**Görev listesi:**
- A) Makaleye göre Konda'nın araştırmasında Gezi Direnişi'ne katılan eylemcilerin yaş ortalaması kaç olarak verildi?
- B) Makalede "Şimdi liselerden başlayan" ile başlayıp "(16 Haziran 2016)" ifadesine kadar uzanan bölümü olduğu gibi yeniden yazın.

**Makale:**
========================================

Gençlik Din Bezirgânlarına karşı direniyor
İstanbul Erkek Lisesi öğrencilerinin, mezuniyet töreninde müdürleri konuşurken arkalarını dönmeleriyle başladı gençliğimizin yeni eylemi. Bu eylemi, pek çok lisede ve üniversitede öğrencilerin mezuniyet törenlerinde yaptıkları eylemler izledi. Bütün bu eylemlerde okul yönetimleri, müdürler ve rektörler doğrudan protesto edildi. Ama asıl kınanan, müdür ve rektörlerin şahsında din bezirgânlarının yıllardır ülkemize ve halkımıza yaptıkları kötülüklerdi. Burada tabiî Malum Kişi’ye tepkiler de anlatılmak istendi.
Gençliğimizin AKP iktidarına karşı çıkışı ilk değil. Daha üç yıl önce tam da bugünlerde Gezi Direnişi’ni yaşadık. Şanlı bir gençlik direnişiydi. Direnişin hemen arkasından araştırma kuruluşu Konda tarafından yapılan araştırmada Gezi Direnişi’ne katılan eylemcilerin yaş ortalaması 28 olarak verildi. Direnişi sergileyense aydın gençlikti: Eyleme katılanların % 91’ini lise ve üzeri eğitim alan kişiler oluşturuyordu. Ancak bu, direnişi sadece öğrenci gençlik yaptı, anlamına gelmiyordu: Eyleme katılanların sadece % 37’si öğrenciydi; % 57’sini ise çalışanlar oluşturuyordu. Özetle, gençliğimizin damgasını vurduğu bir eylemdi Gezi Direnişi.
Şimdi liselerden başlayan ve üniversitelerde karşılık bulan günümüzdeki çıkış da Gezi’yi çağrıştırıyor. Bu yüzden Malum Kişi sıkıntılı. Çünkü bu tür kitle hareketleri Malum Kişi’nin korkulu rüyası. Bir “iftar yemeğinde” şöyle dedi geçtiğimiz günlerde:
“Bizde değişim, geçmişle bağların bıçak gibi kesilmesi şeklinde gerçekleştirilmeye çalışılmıştır. Milletimizin hayalleri ile Milli Şef hayali aynı değildi. Bu anlayış milletimiz tarafından benimsenmediği gibi tam tersi dışlanmıştır. Yıldız Sarayı’nda o sarayı inşa eden Abdulhamid’in kalemi kendi fermanı için kullanılmıştır. Merhum Menderes’e de aynısını yaptılar. Bunların kim olduğunu gayet iyi biliyorsunuz. Şu anda liselerimizi karıştırmak istiyorlar. Bunlara fırsat vermeyin.” (16 Haziran 2016)

========================================

Konum belirleme satırları:
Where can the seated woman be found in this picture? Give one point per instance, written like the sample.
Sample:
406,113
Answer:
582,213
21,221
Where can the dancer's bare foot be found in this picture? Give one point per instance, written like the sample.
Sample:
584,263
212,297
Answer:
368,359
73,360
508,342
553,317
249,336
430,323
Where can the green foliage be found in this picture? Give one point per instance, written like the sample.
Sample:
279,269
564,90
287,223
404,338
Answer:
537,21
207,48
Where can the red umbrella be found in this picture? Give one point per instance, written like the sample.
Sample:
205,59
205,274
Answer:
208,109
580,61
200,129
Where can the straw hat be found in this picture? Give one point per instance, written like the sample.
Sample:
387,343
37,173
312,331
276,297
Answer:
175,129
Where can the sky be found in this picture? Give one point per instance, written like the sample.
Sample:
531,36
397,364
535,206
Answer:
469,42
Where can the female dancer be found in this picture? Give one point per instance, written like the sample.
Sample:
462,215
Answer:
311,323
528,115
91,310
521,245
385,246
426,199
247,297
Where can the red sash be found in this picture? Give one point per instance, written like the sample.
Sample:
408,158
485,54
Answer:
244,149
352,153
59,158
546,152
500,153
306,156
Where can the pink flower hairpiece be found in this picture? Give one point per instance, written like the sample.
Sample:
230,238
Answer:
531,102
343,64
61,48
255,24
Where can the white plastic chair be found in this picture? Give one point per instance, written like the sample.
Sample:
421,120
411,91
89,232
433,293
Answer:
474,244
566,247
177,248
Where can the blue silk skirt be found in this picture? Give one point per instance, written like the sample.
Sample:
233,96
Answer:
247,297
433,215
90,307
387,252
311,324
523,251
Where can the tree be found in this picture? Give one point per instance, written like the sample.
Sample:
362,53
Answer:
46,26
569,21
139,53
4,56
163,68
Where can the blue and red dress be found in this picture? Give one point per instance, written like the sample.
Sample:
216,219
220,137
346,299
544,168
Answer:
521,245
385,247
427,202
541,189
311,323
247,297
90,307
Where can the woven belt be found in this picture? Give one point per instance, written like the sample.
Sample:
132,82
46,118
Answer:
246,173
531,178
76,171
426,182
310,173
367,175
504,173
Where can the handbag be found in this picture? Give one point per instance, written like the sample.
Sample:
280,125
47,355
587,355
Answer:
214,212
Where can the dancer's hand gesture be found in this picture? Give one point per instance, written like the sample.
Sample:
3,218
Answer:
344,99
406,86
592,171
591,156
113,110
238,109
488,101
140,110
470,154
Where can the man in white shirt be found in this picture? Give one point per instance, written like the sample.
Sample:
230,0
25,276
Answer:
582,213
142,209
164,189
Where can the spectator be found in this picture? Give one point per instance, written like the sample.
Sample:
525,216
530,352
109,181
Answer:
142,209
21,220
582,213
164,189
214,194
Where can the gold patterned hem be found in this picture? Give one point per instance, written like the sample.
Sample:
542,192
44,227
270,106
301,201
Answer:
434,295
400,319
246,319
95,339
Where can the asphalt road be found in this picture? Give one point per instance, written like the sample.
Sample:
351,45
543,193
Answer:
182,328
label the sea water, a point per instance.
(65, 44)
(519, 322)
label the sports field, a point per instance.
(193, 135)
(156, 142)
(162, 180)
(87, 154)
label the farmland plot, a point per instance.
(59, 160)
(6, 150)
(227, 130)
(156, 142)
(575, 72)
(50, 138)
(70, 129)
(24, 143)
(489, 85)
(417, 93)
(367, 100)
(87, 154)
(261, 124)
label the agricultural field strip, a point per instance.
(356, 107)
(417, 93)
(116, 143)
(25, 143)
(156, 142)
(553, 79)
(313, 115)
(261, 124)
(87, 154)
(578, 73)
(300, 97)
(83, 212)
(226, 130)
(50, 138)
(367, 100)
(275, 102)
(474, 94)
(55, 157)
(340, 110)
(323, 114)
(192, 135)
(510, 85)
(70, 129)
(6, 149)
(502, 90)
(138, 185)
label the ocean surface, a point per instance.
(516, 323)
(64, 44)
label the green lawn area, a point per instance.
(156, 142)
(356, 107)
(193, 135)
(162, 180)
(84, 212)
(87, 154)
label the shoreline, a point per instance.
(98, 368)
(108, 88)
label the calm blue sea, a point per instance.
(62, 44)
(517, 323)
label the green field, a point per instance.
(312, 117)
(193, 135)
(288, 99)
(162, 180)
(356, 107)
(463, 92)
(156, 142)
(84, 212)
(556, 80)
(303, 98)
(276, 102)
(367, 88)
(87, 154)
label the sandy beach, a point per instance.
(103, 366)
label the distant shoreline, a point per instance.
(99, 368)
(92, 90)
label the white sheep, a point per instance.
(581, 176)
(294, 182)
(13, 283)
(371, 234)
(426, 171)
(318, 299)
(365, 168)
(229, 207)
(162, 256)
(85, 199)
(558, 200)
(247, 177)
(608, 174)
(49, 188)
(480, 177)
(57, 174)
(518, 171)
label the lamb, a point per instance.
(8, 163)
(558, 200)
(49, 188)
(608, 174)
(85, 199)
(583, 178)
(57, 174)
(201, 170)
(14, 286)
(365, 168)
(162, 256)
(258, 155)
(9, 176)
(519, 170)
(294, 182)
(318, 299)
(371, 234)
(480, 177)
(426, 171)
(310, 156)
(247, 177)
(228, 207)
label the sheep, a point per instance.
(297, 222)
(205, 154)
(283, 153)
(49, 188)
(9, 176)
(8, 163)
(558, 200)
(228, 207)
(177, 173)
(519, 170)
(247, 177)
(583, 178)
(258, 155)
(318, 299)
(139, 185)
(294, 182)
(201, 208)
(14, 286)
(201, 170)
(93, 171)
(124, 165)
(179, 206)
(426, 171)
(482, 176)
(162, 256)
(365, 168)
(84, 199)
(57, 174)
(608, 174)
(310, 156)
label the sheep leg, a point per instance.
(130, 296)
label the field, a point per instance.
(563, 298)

========================================

**Görevlere göre yanıtlar:**
- A) 28

- B)
Şimdi liselerden başlayan ve üniversitelerde karşılık bulan günümüzdeki çıkış da Gezi’yi çağrıştırıyor. Bu yüzden Malum Kişi sıkıntılı. Çünkü bu tür kitle hareketleri Malum Kişi’nin korkulu rüyası. Bir “iftar yemeğinde” şöyle dedi geçtiğimiz günlerde:
“Bizde değişim, geçmişle bağların bıçak gibi kesilmesi şeklinde gerçekleştirilmeye çalışılmıştır. Milletimizin hayalleri ile Milli Şef hayali aynı değildi. Bu anlayış milletimiz tarafından benimsenmediği gibi tam tersi dışlanmıştır. Yıldız Sarayı’nda o sarayı inşa eden Abdulhamid’in kalemi kendi fermanı için kullanılmıştır. Merhum Menderes’e de aynısını yaptılar. Bunların kim olduğunu gayet iyi biliyorsunuz. Şu anda liselerimizi karıştırmak istiyorlar. Bunlara fırsat vermeyin.” (16 Haziran 2016)